(DIRECTIONS FOR THIS TASK):
Please copy the material from the line containing "of the woman" up to and including the last line, swapping "walking" for "strolling" and changing nothing else.

(DATASET CONTENT):
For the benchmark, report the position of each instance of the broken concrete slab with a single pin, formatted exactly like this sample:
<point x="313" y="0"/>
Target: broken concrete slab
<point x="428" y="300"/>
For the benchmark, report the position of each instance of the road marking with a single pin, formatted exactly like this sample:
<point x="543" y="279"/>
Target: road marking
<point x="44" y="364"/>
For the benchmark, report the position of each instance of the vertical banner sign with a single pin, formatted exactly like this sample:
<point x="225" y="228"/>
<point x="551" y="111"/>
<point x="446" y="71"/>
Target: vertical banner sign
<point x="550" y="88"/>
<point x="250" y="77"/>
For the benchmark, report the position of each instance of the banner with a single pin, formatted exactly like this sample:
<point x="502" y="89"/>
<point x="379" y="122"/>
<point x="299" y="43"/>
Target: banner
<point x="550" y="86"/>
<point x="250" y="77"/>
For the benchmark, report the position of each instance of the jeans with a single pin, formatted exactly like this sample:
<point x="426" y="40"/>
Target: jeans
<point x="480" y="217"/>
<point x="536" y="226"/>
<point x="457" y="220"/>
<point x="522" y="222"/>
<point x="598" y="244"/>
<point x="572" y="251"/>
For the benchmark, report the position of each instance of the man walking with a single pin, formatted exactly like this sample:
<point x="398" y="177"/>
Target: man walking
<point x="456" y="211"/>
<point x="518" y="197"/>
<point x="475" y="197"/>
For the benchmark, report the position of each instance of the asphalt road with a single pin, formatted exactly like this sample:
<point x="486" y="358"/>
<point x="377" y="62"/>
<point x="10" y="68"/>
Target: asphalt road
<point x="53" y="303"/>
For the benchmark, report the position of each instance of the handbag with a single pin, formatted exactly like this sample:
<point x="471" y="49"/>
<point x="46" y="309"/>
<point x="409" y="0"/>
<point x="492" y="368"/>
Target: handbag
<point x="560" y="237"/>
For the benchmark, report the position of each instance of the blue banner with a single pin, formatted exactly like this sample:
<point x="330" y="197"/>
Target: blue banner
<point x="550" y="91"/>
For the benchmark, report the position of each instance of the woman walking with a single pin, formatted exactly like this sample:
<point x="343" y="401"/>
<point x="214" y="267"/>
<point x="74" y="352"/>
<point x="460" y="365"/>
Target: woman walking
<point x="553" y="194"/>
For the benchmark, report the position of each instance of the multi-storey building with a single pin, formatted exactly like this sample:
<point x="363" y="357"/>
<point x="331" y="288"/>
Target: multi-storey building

(TASK RESPONSE):
For the benchmark, report the position of each instance of the woman strolling with a single pin, formatted exactly like this sample:
<point x="343" y="401"/>
<point x="214" y="267"/>
<point x="74" y="352"/>
<point x="460" y="365"/>
Target: woman strolling
<point x="553" y="194"/>
For the benchmark, report the position of each instance of the multi-storey building with a single pin, formatted exactly like this sample:
<point x="363" y="357"/>
<point x="331" y="288"/>
Target: multi-storey building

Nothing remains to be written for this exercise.